Print all entries word for word.

+ + + + +

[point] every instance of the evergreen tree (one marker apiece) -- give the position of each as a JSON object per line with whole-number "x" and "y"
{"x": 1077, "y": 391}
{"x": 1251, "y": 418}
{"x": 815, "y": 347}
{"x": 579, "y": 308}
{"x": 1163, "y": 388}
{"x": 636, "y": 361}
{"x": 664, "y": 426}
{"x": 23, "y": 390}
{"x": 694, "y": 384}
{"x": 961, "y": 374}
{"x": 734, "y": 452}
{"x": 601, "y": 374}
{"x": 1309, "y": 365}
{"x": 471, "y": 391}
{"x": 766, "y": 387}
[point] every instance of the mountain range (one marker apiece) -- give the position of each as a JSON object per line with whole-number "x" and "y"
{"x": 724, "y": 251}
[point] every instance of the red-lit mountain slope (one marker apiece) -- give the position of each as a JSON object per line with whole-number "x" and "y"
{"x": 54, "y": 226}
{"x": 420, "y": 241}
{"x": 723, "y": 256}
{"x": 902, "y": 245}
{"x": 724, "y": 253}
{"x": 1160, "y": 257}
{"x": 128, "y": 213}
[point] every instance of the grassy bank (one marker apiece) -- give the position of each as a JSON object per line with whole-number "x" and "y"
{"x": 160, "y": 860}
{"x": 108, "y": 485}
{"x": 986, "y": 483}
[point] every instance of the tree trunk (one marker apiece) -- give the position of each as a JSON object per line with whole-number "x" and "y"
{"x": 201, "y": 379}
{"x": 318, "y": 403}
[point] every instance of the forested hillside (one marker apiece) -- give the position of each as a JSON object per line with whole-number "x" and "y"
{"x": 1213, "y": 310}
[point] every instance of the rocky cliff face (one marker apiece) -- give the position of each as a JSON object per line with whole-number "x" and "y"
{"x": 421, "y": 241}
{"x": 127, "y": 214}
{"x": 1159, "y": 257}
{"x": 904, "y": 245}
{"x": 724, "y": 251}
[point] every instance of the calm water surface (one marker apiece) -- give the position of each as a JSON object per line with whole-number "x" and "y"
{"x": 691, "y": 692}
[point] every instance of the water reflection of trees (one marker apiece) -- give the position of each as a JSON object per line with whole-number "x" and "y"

+ + + + +

### Complete output
[point] every instance of the evergreen tree (one marker apiece) -- give the position of each as a JSON object per line with whole-number "x" and "y"
{"x": 1077, "y": 391}
{"x": 1251, "y": 418}
{"x": 815, "y": 347}
{"x": 579, "y": 308}
{"x": 1163, "y": 388}
{"x": 636, "y": 361}
{"x": 664, "y": 426}
{"x": 23, "y": 390}
{"x": 694, "y": 384}
{"x": 961, "y": 374}
{"x": 734, "y": 452}
{"x": 601, "y": 374}
{"x": 1309, "y": 365}
{"x": 471, "y": 391}
{"x": 766, "y": 387}
[point] every instance of the mountain range (one marker apiece) -- give the position of each as a JSON object per line with whole-number "x" and "y"
{"x": 724, "y": 251}
[point] every instance of the red-lit mountain slope (one marker apiece) -- give the position of each as a JSON object per line with whole-number "x" and "y"
{"x": 54, "y": 226}
{"x": 420, "y": 241}
{"x": 723, "y": 256}
{"x": 902, "y": 245}
{"x": 724, "y": 253}
{"x": 1160, "y": 257}
{"x": 128, "y": 213}
[point] every instance of the grassy bank (one marker apiece) -- give the position of each as a JSON object per line with whole-number "x" and "y"
{"x": 160, "y": 860}
{"x": 108, "y": 485}
{"x": 986, "y": 483}
[point] every instance of the tree trunk (one marker apiece) -- give the position of each as a JSON object per line with whole-number "x" and "y"
{"x": 201, "y": 379}
{"x": 318, "y": 403}
[point] every instance of the forested hillside (one marker apiece) -- give the position of each as a JSON object per line with whole-number "x" and "y"
{"x": 1213, "y": 310}
[point] every instance of the rocky cliff face (one marker apiece) -- give the position of each as a JSON object per line with whole-number "x" and "y"
{"x": 421, "y": 241}
{"x": 127, "y": 214}
{"x": 1159, "y": 257}
{"x": 904, "y": 245}
{"x": 724, "y": 251}
[point] every instance of the calm water surface (one marker apiece) -- give the position of each as a JSON object per line with whole-number "x" and "y"
{"x": 691, "y": 692}
[point] every instance of the water reflection of trees (one marker apiece) -- give the position of each as a JSON object per line with whole-number "x" and "y"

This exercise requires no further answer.